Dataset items
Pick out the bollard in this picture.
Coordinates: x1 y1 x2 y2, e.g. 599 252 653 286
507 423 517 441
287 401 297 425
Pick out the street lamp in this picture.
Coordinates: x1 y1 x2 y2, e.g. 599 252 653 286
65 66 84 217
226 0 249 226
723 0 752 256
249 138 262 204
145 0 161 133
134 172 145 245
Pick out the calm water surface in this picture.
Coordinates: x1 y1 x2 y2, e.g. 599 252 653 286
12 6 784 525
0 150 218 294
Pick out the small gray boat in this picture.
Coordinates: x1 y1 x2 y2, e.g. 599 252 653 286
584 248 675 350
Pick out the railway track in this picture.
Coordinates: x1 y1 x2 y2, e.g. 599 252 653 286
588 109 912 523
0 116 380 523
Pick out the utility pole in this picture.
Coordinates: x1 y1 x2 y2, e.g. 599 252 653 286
--
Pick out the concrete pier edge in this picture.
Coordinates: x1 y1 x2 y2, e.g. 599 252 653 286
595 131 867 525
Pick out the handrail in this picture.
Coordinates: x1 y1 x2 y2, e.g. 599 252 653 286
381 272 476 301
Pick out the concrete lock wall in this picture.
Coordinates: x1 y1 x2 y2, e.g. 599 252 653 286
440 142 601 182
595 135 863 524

• PROBLEM DETAILS
Repeat the entries that begin with the line containing "Pick out the bollard in this picture." and end with the line containing "0 150 218 294", and shift every bounding-box coordinate in the answers by -118. Keep the requests in the output too.

• ANSWER BELOW
Pick out the bollard in this picture.
Coordinates: x1 y1 x2 y2, e.g. 599 252 653 286
389 305 399 323
169 283 179 307
Pick out the street lamp in this picture.
Coordinates: x1 y1 x2 y2, e.g. 599 252 653 286
-53 -52 -34 99
108 -118 131 108
605 -118 634 138
131 20 144 86
27 -118 43 15
16 54 27 127
Pick out the calm water surface in this picture.
Coordinates: x1 y1 x2 y2, e.g. 599 252 653 286
-106 -112 666 407
-118 32 100 176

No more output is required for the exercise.